■ Written task ■
The entries that follow should be written out exactly.

■ Records for the task ■
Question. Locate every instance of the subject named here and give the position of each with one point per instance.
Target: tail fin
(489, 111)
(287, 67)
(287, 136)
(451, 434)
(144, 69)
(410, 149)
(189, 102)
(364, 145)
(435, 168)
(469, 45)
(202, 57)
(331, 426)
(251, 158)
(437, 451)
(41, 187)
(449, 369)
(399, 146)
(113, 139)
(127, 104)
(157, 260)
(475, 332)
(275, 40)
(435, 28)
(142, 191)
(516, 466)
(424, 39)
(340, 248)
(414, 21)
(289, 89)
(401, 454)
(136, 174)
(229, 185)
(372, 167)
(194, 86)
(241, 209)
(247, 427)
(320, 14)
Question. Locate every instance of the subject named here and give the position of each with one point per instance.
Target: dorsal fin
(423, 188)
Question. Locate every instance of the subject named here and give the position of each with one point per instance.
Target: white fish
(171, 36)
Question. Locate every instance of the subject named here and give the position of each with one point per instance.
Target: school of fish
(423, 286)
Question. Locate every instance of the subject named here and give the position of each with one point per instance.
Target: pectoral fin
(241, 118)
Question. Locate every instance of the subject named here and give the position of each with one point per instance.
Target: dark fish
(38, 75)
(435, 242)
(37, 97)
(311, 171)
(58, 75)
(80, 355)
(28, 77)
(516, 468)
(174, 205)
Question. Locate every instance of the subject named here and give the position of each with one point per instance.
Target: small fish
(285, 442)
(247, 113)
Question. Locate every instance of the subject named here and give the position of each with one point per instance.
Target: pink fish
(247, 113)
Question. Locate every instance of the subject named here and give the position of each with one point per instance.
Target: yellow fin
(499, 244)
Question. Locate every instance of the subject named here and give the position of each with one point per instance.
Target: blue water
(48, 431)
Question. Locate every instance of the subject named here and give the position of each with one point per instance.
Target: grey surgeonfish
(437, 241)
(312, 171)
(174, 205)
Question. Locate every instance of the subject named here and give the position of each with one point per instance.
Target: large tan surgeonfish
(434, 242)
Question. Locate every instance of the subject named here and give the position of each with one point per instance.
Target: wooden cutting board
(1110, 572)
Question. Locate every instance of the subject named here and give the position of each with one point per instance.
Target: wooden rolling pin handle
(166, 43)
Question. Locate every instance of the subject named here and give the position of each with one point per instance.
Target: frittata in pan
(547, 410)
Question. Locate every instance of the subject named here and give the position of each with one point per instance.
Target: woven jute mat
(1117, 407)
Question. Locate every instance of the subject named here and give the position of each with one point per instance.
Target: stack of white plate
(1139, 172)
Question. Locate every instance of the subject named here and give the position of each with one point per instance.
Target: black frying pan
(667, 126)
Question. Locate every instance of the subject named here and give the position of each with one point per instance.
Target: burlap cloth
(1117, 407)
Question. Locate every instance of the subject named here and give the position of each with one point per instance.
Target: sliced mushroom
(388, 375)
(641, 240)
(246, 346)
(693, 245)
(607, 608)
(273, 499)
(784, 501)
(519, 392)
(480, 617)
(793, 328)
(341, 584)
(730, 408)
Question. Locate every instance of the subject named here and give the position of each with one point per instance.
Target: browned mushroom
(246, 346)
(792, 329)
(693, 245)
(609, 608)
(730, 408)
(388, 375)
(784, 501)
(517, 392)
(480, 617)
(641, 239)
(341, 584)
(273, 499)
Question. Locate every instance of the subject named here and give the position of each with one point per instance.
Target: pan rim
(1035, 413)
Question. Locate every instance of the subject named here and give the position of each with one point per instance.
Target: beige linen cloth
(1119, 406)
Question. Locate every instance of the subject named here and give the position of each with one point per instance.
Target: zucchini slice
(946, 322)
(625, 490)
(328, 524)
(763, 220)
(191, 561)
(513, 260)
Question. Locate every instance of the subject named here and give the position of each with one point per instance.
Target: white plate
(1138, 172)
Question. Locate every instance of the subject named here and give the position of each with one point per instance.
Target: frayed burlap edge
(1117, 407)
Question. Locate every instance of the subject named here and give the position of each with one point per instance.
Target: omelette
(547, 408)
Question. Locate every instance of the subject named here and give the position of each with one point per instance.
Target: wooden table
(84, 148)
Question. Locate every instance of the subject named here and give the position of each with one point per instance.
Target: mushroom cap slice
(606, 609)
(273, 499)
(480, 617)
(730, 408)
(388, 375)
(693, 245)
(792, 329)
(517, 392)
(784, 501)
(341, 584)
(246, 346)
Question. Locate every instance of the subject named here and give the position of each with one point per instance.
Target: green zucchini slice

■ Completed task ■
Question. Locate every instance of the subject named here and give the position of each with one point per instance.
Target: tail fin
(489, 111)
(287, 67)
(287, 136)
(451, 434)
(144, 69)
(410, 149)
(189, 102)
(364, 145)
(435, 168)
(469, 45)
(202, 57)
(331, 426)
(251, 158)
(437, 451)
(41, 187)
(449, 369)
(399, 146)
(113, 139)
(127, 104)
(157, 260)
(475, 332)
(275, 40)
(435, 28)
(142, 191)
(516, 466)
(424, 39)
(340, 248)
(414, 21)
(289, 89)
(401, 454)
(136, 174)
(229, 185)
(372, 167)
(194, 86)
(241, 209)
(247, 427)
(320, 14)
Question. Locate every instance of the subject named here and give the position of each with one point per instance.
Target: dorsal fin
(423, 188)
Question. Locate every instance of the subject named here and give the position of each with one point per instance.
Target: white fish
(171, 36)
Question. Locate every instance of the subject named here and give the position of each with one point per instance.
Target: school of fish
(423, 286)
Question. Locate every instance of the subject named here and give the position of each with one point per instance.
Target: pectoral fin
(241, 118)
Question. Locate every instance of the subject named here and give the position of each with one point per instance.
Target: dark fish
(38, 75)
(435, 242)
(37, 97)
(311, 171)
(58, 75)
(80, 355)
(28, 77)
(516, 468)
(174, 205)
Question. Locate every instance of the subject named here and give the position of each with one point per instance.
Target: small fish
(285, 442)
(247, 113)
Question. Locate every instance of the subject named here and give the position of each with one point per instance.
Target: pink fish
(247, 113)
Question. Locate every instance of the subject named here and give the position of each with one point per instance.
Target: yellow fin
(499, 244)
Question. Locate every instance of the subject named here and give the position of each with one point per instance.
Target: blue water
(48, 431)
Question. Locate every instance of the subject named here and give the position of each with one point per instance.
Target: grey surgeonfish
(437, 241)
(312, 171)
(174, 205)
Question. Locate every instance of the subject named here and give the position of each with one point per instance.
Target: large tan surgeonfish
(434, 242)
Question. Locate every instance of the subject named here and give the position of each with one point per instance.
Target: wooden cutting board
(1110, 572)
Question. Locate every instance of the subject named here and give the position of each with one point per instance.
Target: wooden rolling pin handle
(166, 43)
Question. Locate every instance of the subject named here and give the position of each with one point per instance.
Target: frittata in pan
(547, 410)
Question. Locate every instance of the subject named here and give the position of each with one point per instance.
Target: woven jute mat
(1117, 407)
Question. Locate every instance of the subject named here and give the position of each with one point per instance.
Target: stack of white plate
(1139, 172)
Question. Locate every instance of the subject named here and give the position of each with one point per instance.
Target: black frying pan
(667, 126)
Question. Locate every instance of the subject named here and give the position of each with one point per instance.
Target: burlap cloth
(1117, 407)
Question. Locate every instance of the subject named here and give the position of each with one point per instance.
Target: sliced mushroom
(388, 375)
(641, 240)
(246, 346)
(693, 245)
(607, 608)
(273, 499)
(784, 501)
(519, 392)
(480, 617)
(793, 328)
(341, 584)
(730, 408)
Question. Locate every instance of the subject named here and give the position of each with one point per instance.
Target: browned mushroom
(246, 346)
(792, 329)
(693, 245)
(609, 608)
(730, 408)
(388, 375)
(784, 501)
(517, 392)
(480, 617)
(641, 239)
(341, 584)
(273, 499)
Question. Locate every instance of the subject named here and give the position of each with one point per instance.
Target: pan rim
(1035, 413)
Question. Locate every instance of the subject named here and give the position of each with one point per instance.
Target: beige linen cloth
(1119, 406)
Question. Locate every instance of the subject named here and give the position of each with one point per instance.
Target: zucchini slice
(946, 322)
(625, 490)
(328, 524)
(763, 220)
(191, 561)
(513, 260)
Question. Locate every instance of the subject named here and give the position of each with one point per instance.
Target: white plate
(1138, 172)
Question. Locate every instance of the subject named here and give the position of each with one point per instance.
Target: frayed burlap edge
(1117, 407)
Question. Locate every instance of the subject named here and give the position of each with one point per instance.
Target: omelette
(547, 408)
Question. Locate every instance of the subject named here and give the position of each with one point per instance.
Target: wooden table
(84, 148)
Question. Locate every instance of the subject named here and give the position of each with one point per instance.
Target: mushroom cap slice
(606, 609)
(273, 499)
(480, 617)
(730, 408)
(388, 375)
(693, 245)
(792, 329)
(517, 392)
(784, 501)
(341, 584)
(246, 346)
Question. Locate every instance of the subject named here and give the position of each with one point per instance.
Target: green zucchini slice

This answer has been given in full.